What you need to do
• 1. Which workplaces does the John Enderby biography list under his scientific career?
• 2. Extend the John Enderby biography, picking up right after its final sentence on his education.

Passage provided
________________________________________

- Born: John Edwin Enderby 16 January 1931
- Died: 3 August 2021 (aged 90)
- Education: University of London (BSc, PhD)
- Spouse: Lady Susan Enderby
- Children: 4
- Awards: Knight Bachelor (2004); FRS (1985); CBE (1997);
- Scientific career
- Fields: Physics
- Workplaces: College of Technology, Huddersfield; University of Sheffield; University of Leicester; University of Bristol;
- Thesis: Some electrical properties of liquid metals (1963)
- Doctoral students: Alan Soper

= John Enderby =

British physicist (1931–2021)

Sir John Edwin Enderby (16 January 1931 – 3 August 2021) was a British physicist, and was Professor of Physics at University of Bristol from 1976 to 1996. He developed innovative ways of using neutrons to study matter at the microscopic level. His research has particularly advanced our understanding of the structure of multicomponent liquids— those made up of two or more types of atoms – including commonly used liquid alloys and glasses.

==Education==
Enderby was educated at Chester Grammar School and the University of London where he was awarded Bachelor of Science and Doctor of Philosophy degrees.

________________________________________

Provided material

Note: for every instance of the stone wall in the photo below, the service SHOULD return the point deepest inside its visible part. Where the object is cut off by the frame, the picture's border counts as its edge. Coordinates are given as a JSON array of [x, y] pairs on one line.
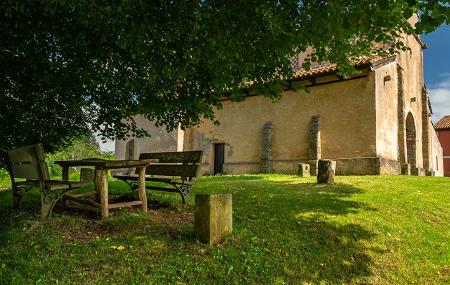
[[160, 140], [347, 128]]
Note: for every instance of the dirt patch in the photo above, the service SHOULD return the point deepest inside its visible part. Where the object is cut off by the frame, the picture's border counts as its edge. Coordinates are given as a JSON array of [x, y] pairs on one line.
[[169, 221]]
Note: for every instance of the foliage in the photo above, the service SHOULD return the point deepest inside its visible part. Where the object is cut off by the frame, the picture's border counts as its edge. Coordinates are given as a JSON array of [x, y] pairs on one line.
[[80, 148], [76, 65], [287, 230], [5, 181]]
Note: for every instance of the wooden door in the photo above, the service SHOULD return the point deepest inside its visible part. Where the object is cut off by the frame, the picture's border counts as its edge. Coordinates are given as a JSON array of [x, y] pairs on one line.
[[219, 156]]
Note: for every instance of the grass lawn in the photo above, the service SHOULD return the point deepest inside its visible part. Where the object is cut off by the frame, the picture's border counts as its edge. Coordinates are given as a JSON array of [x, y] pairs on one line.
[[287, 230]]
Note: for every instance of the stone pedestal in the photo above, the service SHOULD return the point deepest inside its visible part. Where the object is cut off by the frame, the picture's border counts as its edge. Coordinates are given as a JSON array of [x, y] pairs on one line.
[[213, 217], [326, 171], [406, 169], [303, 170], [87, 175]]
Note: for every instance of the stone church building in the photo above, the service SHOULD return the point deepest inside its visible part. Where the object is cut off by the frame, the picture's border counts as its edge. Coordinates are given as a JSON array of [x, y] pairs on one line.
[[378, 122]]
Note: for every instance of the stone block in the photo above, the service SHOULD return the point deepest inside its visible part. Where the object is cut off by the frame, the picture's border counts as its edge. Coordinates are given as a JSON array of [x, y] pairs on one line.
[[213, 217], [303, 170], [87, 175], [326, 171]]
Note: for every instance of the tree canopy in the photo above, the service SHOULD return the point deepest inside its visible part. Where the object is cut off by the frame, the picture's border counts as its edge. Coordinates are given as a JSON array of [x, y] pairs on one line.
[[70, 66]]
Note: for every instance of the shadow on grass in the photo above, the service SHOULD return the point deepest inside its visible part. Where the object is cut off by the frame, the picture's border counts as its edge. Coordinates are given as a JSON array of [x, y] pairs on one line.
[[313, 240], [285, 230]]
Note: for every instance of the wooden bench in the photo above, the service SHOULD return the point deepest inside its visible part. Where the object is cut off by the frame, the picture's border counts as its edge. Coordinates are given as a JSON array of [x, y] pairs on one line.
[[176, 170], [27, 164]]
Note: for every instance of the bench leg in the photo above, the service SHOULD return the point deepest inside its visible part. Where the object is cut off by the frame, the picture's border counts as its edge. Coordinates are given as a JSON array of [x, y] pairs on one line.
[[185, 191], [16, 198], [48, 201]]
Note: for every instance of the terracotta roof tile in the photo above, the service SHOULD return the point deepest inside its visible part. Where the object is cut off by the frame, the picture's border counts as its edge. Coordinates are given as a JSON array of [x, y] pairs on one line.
[[324, 68], [443, 123]]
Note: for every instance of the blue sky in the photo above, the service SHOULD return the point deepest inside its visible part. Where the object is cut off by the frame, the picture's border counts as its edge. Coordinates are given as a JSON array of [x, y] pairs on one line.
[[437, 74], [437, 70]]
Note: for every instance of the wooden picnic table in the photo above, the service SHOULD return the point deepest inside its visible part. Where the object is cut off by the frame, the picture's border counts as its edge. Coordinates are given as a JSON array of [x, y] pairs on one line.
[[101, 181]]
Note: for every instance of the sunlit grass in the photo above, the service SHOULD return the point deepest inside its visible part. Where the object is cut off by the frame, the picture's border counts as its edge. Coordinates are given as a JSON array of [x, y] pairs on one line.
[[287, 230]]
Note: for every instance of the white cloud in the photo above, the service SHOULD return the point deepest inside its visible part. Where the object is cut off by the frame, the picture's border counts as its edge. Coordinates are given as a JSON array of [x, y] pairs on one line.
[[440, 99]]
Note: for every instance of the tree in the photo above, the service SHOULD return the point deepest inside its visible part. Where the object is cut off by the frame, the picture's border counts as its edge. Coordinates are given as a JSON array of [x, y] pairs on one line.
[[69, 66]]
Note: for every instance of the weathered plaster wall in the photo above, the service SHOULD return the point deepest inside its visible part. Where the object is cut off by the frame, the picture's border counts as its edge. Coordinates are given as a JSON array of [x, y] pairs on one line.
[[411, 63], [348, 130], [444, 138], [387, 106], [160, 140], [437, 155]]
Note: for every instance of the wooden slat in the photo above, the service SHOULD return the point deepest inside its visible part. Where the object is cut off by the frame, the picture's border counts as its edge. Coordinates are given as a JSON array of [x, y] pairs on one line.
[[161, 189], [174, 157], [124, 204], [87, 202], [126, 177], [76, 205], [172, 170], [26, 170], [81, 195]]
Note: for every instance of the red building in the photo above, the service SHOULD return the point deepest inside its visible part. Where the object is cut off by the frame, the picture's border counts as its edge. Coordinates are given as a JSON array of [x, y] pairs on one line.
[[443, 131]]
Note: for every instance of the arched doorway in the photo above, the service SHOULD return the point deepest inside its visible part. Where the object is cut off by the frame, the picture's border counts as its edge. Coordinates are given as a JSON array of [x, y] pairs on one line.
[[411, 140]]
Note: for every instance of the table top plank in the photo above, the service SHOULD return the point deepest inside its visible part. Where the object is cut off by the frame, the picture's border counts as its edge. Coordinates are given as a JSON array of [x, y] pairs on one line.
[[107, 164]]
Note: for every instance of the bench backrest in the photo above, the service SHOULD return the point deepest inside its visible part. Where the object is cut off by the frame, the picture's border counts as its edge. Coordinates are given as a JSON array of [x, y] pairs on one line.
[[182, 163], [28, 162]]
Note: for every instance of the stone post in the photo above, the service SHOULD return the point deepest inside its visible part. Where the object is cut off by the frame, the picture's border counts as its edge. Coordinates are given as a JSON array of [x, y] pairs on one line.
[[326, 171], [303, 170], [213, 217], [401, 135], [266, 154], [315, 152]]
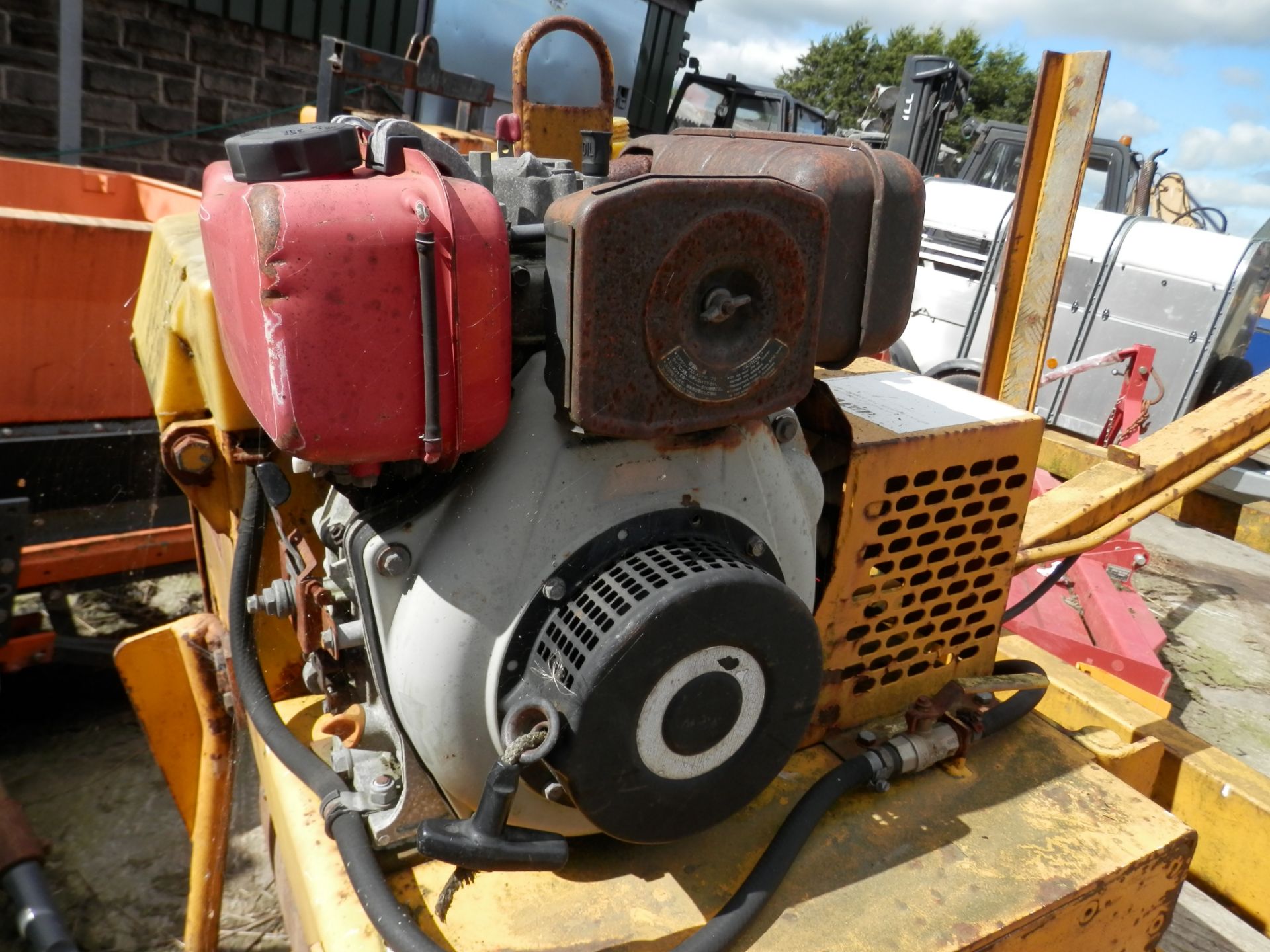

________________________________________

Task-by-task answers
• 1. College of Technology, Huddersfield; University of Sheffield; University of Leicester; University of Bristol

• 2.
==Career and research==
Enderby’s techniques mean that the relative positions of the various types of atomic nuclei can be deduced from diffraction patterns arising from the quantum wavelike scattering of the neutrons. His work includes the surprise discovery that aqueous solutions — important in biology as the environment for an organism’s chemical reactions — have a quasi-lattice structure.

He was the H.O. Wills Professor of Physics and Head of Department, from 1981 to 1994 and Deputy Director (Directeur-adjoint) of the Institut Laue–Langevin from 1985 to 1988.

==Personal life==
Enderby died on 3 August 2021, at the age of 90.

==Awards and honours==
Enderby was awarded the Guthrie Medal of the Institute of Physics, an institution he later served as President. Enderby was elected a Fellow of the Royal Society (FRS) in 1985 and was Physical Secretary and Vice-President of the society from 1999 to 2004 and was Chair of the Royal Society's Publishing Board ex officio. He was President of the Institute of Physics from 2004 to 2006. Enderby's contributions have been recognised by the award of a CBE in 1997 and a Knighthood for services to Science and Technology in 2004.